* Goal: Copy out all of the data below with no alterations.
┄┄┄┄┄┄
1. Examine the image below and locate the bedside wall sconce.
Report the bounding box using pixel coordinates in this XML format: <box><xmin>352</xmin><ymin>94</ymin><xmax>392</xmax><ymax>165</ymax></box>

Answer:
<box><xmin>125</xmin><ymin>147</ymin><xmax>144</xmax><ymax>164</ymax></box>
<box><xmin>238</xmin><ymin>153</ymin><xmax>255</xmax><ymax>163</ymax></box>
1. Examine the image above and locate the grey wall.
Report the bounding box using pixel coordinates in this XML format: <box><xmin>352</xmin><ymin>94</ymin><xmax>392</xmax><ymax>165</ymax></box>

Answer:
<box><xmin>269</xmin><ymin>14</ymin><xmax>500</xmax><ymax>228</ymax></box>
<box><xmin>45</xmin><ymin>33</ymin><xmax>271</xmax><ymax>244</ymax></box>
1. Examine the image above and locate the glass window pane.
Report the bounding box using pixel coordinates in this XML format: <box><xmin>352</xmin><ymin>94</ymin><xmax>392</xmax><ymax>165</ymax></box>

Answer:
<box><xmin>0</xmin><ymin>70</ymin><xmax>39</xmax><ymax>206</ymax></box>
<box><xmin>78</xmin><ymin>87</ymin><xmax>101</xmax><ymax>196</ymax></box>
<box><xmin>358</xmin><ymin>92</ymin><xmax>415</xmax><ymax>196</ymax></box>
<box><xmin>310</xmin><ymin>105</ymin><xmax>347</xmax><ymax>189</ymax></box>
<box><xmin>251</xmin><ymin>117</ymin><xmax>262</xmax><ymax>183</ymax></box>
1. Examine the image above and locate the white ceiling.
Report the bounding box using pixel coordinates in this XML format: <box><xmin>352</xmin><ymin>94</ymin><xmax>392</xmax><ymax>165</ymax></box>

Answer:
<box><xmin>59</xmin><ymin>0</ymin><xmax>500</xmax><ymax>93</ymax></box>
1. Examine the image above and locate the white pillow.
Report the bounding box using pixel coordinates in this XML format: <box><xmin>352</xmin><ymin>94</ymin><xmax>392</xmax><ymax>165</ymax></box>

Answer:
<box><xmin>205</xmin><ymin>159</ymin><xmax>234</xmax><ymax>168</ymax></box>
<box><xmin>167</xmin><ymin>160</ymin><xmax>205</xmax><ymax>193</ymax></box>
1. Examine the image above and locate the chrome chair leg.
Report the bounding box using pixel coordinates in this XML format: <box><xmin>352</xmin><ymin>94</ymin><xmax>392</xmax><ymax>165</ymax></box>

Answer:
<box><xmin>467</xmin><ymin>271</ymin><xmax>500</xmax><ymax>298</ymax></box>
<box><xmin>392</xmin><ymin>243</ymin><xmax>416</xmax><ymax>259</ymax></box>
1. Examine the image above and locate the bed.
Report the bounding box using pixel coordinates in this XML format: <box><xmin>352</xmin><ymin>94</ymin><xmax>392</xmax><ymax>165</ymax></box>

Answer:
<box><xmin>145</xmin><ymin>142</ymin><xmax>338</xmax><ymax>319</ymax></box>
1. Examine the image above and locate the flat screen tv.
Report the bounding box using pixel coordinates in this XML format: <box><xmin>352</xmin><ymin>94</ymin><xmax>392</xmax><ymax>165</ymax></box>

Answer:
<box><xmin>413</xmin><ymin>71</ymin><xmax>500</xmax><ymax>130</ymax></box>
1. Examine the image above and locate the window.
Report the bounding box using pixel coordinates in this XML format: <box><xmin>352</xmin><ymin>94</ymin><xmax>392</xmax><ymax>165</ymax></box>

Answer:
┄┄┄┄┄┄
* Completed exercise:
1. Examine the image below and locate the bedside wall sconce.
Report the bounding box using pixel coordinates in this XML format: <box><xmin>352</xmin><ymin>94</ymin><xmax>392</xmax><ymax>165</ymax></box>

Answer:
<box><xmin>125</xmin><ymin>147</ymin><xmax>144</xmax><ymax>164</ymax></box>
<box><xmin>238</xmin><ymin>153</ymin><xmax>255</xmax><ymax>163</ymax></box>
1. Examine the image above and locate the grey wall.
Report the bounding box using pixel coordinates in this XML format: <box><xmin>352</xmin><ymin>94</ymin><xmax>392</xmax><ymax>165</ymax></box>

Answer:
<box><xmin>269</xmin><ymin>14</ymin><xmax>500</xmax><ymax>228</ymax></box>
<box><xmin>45</xmin><ymin>33</ymin><xmax>271</xmax><ymax>244</ymax></box>
1. Examine the image above and locate the glass window pane.
Report the bounding box using pixel coordinates in this XML format: <box><xmin>352</xmin><ymin>94</ymin><xmax>392</xmax><ymax>165</ymax></box>

Answer:
<box><xmin>0</xmin><ymin>70</ymin><xmax>39</xmax><ymax>206</ymax></box>
<box><xmin>78</xmin><ymin>87</ymin><xmax>101</xmax><ymax>196</ymax></box>
<box><xmin>358</xmin><ymin>92</ymin><xmax>415</xmax><ymax>196</ymax></box>
<box><xmin>310</xmin><ymin>105</ymin><xmax>347</xmax><ymax>189</ymax></box>
<box><xmin>251</xmin><ymin>117</ymin><xmax>262</xmax><ymax>183</ymax></box>
1. Examine the image above and locate the white ceiling.
Report the bounding box using pixel coordinates in this XML format: <box><xmin>352</xmin><ymin>94</ymin><xmax>392</xmax><ymax>165</ymax></box>

Answer:
<box><xmin>59</xmin><ymin>0</ymin><xmax>500</xmax><ymax>93</ymax></box>
1. Examine the image above and locate the white pillow.
Report the bounding box using pixel coordinates in this XML format: <box><xmin>352</xmin><ymin>94</ymin><xmax>392</xmax><ymax>165</ymax></box>

Answer:
<box><xmin>205</xmin><ymin>159</ymin><xmax>234</xmax><ymax>168</ymax></box>
<box><xmin>167</xmin><ymin>160</ymin><xmax>205</xmax><ymax>193</ymax></box>
1. Examine the image above and locate the chrome chair leg.
Report the bounding box using pixel coordinates in this XML format: <box><xmin>352</xmin><ymin>94</ymin><xmax>392</xmax><ymax>165</ymax></box>

Answer:
<box><xmin>467</xmin><ymin>271</ymin><xmax>500</xmax><ymax>298</ymax></box>
<box><xmin>392</xmin><ymin>243</ymin><xmax>416</xmax><ymax>259</ymax></box>
1. Examine the image above and locate the bed.
Report the bounding box using pixel coordinates in this XML format: <box><xmin>352</xmin><ymin>94</ymin><xmax>392</xmax><ymax>165</ymax></box>

Answer:
<box><xmin>145</xmin><ymin>142</ymin><xmax>338</xmax><ymax>319</ymax></box>
1. Examine the image above and locate the flat screen tv.
Report the bounding box using pixel coordinates in this XML format: <box><xmin>352</xmin><ymin>94</ymin><xmax>392</xmax><ymax>165</ymax></box>

Answer:
<box><xmin>413</xmin><ymin>71</ymin><xmax>500</xmax><ymax>130</ymax></box>
1. Examine the image above and locate the window.
Report the bounding box using pixel coordinates in this XML format: <box><xmin>352</xmin><ymin>94</ymin><xmax>392</xmax><ymax>165</ymax></box>

Answer:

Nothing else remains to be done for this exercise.